[Collection entries]
-*-
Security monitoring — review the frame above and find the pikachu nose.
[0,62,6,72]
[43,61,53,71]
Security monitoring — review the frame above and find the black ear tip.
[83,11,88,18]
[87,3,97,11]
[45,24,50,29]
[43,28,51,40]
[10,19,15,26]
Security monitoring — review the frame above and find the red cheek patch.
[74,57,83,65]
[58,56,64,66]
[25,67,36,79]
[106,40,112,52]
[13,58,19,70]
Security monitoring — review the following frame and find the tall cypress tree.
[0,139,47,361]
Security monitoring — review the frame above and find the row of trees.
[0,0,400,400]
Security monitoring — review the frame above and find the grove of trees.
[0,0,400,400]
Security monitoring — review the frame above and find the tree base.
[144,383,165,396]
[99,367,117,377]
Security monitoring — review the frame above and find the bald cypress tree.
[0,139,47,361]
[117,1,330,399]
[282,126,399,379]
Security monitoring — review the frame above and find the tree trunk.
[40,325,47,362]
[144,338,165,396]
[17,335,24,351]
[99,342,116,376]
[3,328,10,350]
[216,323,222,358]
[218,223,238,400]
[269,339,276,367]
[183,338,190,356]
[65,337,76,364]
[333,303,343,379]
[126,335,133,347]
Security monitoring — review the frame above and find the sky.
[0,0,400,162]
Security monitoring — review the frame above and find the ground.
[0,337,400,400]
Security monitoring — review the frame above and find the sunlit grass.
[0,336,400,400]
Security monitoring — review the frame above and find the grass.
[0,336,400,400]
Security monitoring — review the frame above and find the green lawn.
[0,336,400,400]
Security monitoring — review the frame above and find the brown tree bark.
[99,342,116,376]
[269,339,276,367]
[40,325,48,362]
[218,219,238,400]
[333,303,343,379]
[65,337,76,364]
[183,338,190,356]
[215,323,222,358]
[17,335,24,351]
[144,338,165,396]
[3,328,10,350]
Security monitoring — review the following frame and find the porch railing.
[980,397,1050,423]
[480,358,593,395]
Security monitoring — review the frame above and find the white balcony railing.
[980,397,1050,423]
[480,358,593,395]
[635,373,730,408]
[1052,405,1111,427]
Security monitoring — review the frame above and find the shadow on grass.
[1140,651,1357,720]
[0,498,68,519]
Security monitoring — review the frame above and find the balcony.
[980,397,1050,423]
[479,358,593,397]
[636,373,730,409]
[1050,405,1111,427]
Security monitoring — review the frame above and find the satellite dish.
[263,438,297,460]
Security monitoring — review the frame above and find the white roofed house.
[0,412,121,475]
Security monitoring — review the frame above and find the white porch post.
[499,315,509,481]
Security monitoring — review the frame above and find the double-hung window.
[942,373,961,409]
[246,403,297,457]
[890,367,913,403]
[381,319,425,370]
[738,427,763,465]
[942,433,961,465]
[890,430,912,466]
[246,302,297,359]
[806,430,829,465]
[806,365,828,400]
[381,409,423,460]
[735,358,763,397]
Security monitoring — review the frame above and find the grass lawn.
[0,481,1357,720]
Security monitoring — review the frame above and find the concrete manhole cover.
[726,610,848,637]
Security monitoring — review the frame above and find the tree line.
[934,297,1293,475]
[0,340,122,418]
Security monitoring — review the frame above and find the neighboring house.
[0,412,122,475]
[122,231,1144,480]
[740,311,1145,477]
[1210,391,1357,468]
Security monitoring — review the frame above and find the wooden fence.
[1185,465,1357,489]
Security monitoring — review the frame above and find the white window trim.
-*-
**Task brief:**
Rewrite all of the rows above as a numbered list, leaving out any blank lines.

**Answer to the task:**
1. Security monitoring — review the frame above and find the pikachu nose.
2. [0,62,6,72]
3. [43,61,53,71]
4. Security monitoring — review the frame above and find the black ear tip.
5. [83,11,88,18]
6. [87,3,97,11]
7. [45,24,50,29]
8. [43,28,51,40]
9. [10,19,15,26]
10. Security monitoring — review the frame above and find the red cheek patch.
11. [74,57,83,65]
12. [58,56,64,66]
13. [25,67,36,79]
14. [106,40,112,52]
15. [13,58,19,70]
16. Security monitoring — review the following frame and find the tall cypress tree.
17. [0,139,47,361]
18. Security monitoring — review the frame above and find the row of trees.
19. [0,0,400,400]
20. Security monitoring — review the frame above and find the grove of trees.
21. [0,0,400,400]
22. Security monitoring — review the frame above and find the tree base.
23. [144,383,165,396]
24. [99,367,117,377]
25. Security monitoring — review the frame above and find the bald cypress tree.
26. [0,139,47,361]
27. [117,1,330,399]
28. [282,126,399,379]
29. Security monitoring — review the frame above and find the tree trunk.
30. [40,325,47,362]
31. [144,338,165,396]
32. [17,335,24,351]
33. [99,342,116,376]
34. [3,328,10,350]
35. [216,323,222,358]
36. [218,223,238,400]
37. [269,339,276,367]
38. [183,338,190,356]
39. [65,337,76,364]
40. [333,303,343,379]
41. [126,335,133,347]
42. Security monitoring — review the frame above and find the sky.
43. [0,0,400,162]
44. Security monitoring — review the frame above and find the ground.
45. [0,337,400,400]
46. Security monitoring — review the frame above and find the sunlit grass.
47. [0,336,400,400]
48. Security monitoring — review the frame above and find the grass.
49. [0,336,400,400]
50. Security monitoring — review the frame above and find the green lawn.
51. [0,336,400,400]
52. Security monitoring — review the frame above and find the brown tree bark.
53. [99,342,116,376]
54. [269,339,276,367]
55. [40,325,48,362]
56. [218,219,238,400]
57. [333,303,343,379]
58. [65,337,76,364]
59. [183,338,190,356]
60. [215,323,222,358]
61. [17,335,24,351]
62. [144,338,165,396]
63. [3,328,10,350]
64. Security monitoring — review the following frame and find the porch railing.
65. [980,397,1050,423]
66. [480,358,593,395]
67. Security monitoring — review the frame above and find the white balcony railing.
68. [980,397,1050,423]
69. [480,358,593,395]
70. [635,373,730,408]
71. [1052,405,1111,427]
72. Security monitoring — review the frame above and find the shadow on grass.
73. [1140,651,1357,720]
74. [0,498,68,519]
75. Security monitoring — review the frame above and find the balcony.
76. [980,397,1050,423]
77. [479,358,593,397]
78. [636,373,730,409]
79. [1050,405,1111,427]
80. Security monitoring — review the frame above and find the satellite dish.
81. [263,438,297,460]
82. Security monitoring — review the frame above and find the white roofed house.
83. [0,412,121,475]
84. Security monitoring — review the frame above and find the white porch post.
85. [499,315,509,481]
86. Security monitoring — review the frame above and find the double-hung window.
87. [942,373,961,409]
88. [246,403,297,457]
89. [890,367,913,403]
90. [381,319,425,370]
91. [738,427,763,465]
92. [942,433,961,465]
93. [890,430,912,466]
94. [246,302,297,359]
95. [806,430,829,465]
96. [806,365,828,400]
97. [381,409,423,460]
98. [735,358,763,397]
99. Security monitoring — review the frame above and find the grass lawn.
100. [0,481,1357,720]
101. Security monitoring — review the frame above and find the concrete manhole cover.
102. [726,610,848,637]
103. Security monitoring — review the frame above and find the tree line.
104. [934,297,1293,475]
105. [0,340,122,418]
106. Security monitoring — review the frame above and find the neighboring house.
107. [0,412,122,475]
108. [122,231,1144,480]
109. [740,311,1145,477]
110. [1210,391,1357,468]
111. Security monitoring — review the frame above and find the wooden fence.
112. [1185,465,1357,489]
113. Security monitoring — review the frame above and find the white window trim.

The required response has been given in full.